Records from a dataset
______________________________

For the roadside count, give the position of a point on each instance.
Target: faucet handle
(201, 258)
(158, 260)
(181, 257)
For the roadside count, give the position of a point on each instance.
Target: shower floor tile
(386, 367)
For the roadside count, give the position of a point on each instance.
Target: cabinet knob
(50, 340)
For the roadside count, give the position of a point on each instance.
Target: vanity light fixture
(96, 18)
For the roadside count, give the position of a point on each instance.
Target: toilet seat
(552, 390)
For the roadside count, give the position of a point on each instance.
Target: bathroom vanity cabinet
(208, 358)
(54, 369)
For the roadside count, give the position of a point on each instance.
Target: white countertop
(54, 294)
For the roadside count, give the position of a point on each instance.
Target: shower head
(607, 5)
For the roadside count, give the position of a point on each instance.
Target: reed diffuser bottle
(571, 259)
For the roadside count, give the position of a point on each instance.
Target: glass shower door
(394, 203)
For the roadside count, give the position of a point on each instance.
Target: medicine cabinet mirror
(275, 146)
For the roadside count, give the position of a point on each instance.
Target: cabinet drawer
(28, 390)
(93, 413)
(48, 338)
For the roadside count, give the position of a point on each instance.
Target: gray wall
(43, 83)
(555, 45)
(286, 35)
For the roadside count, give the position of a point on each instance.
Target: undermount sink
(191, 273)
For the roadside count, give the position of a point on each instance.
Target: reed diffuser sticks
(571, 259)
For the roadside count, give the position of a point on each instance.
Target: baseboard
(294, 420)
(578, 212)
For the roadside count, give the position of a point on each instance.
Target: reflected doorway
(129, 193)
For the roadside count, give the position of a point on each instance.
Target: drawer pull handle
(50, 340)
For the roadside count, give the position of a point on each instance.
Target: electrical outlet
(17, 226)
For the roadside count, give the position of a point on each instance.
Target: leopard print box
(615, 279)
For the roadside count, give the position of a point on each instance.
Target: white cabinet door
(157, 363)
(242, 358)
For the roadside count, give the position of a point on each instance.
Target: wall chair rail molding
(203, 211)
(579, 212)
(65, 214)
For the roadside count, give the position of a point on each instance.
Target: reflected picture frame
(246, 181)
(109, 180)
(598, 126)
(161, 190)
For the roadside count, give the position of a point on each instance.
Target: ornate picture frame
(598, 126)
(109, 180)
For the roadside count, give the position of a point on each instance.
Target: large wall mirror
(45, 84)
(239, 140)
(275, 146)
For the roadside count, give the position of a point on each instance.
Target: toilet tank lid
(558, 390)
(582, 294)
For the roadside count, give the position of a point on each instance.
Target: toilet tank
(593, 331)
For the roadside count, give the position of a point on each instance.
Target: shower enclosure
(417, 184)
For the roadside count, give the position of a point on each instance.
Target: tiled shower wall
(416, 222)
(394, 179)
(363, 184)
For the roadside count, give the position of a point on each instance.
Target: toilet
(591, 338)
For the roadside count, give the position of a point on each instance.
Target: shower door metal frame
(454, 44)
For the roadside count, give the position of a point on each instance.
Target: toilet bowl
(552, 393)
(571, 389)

______________________________

* _What you should do_
Retype the records that precede this task, keeping them exactly the same.

* _Answer for this exercise_
For the roadside count, give the position of a point on each instance.
Target: faucet handle
(201, 258)
(158, 260)
(181, 257)
For the roadside count, give the position of a point on each instance.
Target: shower floor tile
(386, 367)
For the roadside count, give the position of a point on each instance.
Target: cabinet knob
(50, 340)
For the roadside count, give the position of a point on each instance.
Target: vanity light fixture
(96, 18)
For the roadside count, give the position of a point on each instance.
Target: toilet seat
(552, 390)
For the roadside count, give the position of a point on each instance.
Target: bathroom vanity cabinet
(208, 358)
(54, 369)
For the roadside count, give the position of a point on each instance.
Target: white countertop
(54, 294)
For the roadside count, give the position of a point on each instance.
Target: shower head
(607, 5)
For the roadside count, give the position of a point on each instance.
Target: reed diffuser bottle
(571, 259)
For the roadside count, give the position of a point on each instance.
Target: glass shower door
(394, 203)
For the roadside count, give the position of a point on each instance.
Target: medicine cabinet mirror
(275, 146)
For the roadside count, give the position of a point on each instance.
Target: cabinet drawer
(28, 390)
(93, 413)
(48, 338)
For the roadside count, give the position of a point on each instance.
Target: gray wall
(43, 83)
(555, 45)
(286, 35)
For the roadside count, give the position of a point on each instance.
Target: undermount sink
(191, 273)
For the roadside count, give the position of a point on each instance.
Target: reed diffuser sticks
(571, 259)
For the roadside count, give the position of a point on each instance.
Target: baseboard
(294, 420)
(578, 212)
For the roadside count, give the position of a point on each instance.
Target: reflected doorway
(129, 193)
For the roadside count, give the position of a point on each instance.
Target: drawer pull handle
(50, 340)
For the roadside count, give the position of a point on each instance.
Target: electrical outlet
(17, 226)
For the roadside count, give the position of a point on each instance.
Target: leopard print box
(615, 279)
For the roadside count, give the position of a point on each instance.
Target: white cabinet door
(157, 363)
(242, 358)
For the roadside count, give the position of a point on each instance.
Target: wall chair rail molding
(203, 211)
(579, 212)
(65, 214)
For the roadside count, give the position of a point on each instance.
Target: reflected picture frame
(246, 181)
(109, 180)
(598, 126)
(161, 190)
For the roadside count, give the position of a point on each instance.
Target: ornate picture frame
(598, 126)
(109, 180)
For the roadside count, give the position of a point on each instance.
Target: large wall mirror
(45, 84)
(239, 140)
(275, 146)
For the roadside count, give the position of a point on each instance.
Target: toilet tank lid
(558, 390)
(582, 294)
For the roadside count, give the position of a point on each instance.
Target: toilet tank
(593, 331)
For the roadside count, give the position of a point on each instance.
Target: shower enclosure
(417, 184)
For the roadside count, give the position of a point on each instance.
Target: tiled shower wall
(416, 222)
(394, 179)
(363, 184)
For the roadside count, give the position of a point on each instance.
Target: toilet
(591, 338)
For the roadside count, give the position of a point on each instance.
Target: shower door metal frame
(454, 44)
For the roadside count, give the position of a point on each instance.
Target: toilet bowl
(552, 393)
(571, 389)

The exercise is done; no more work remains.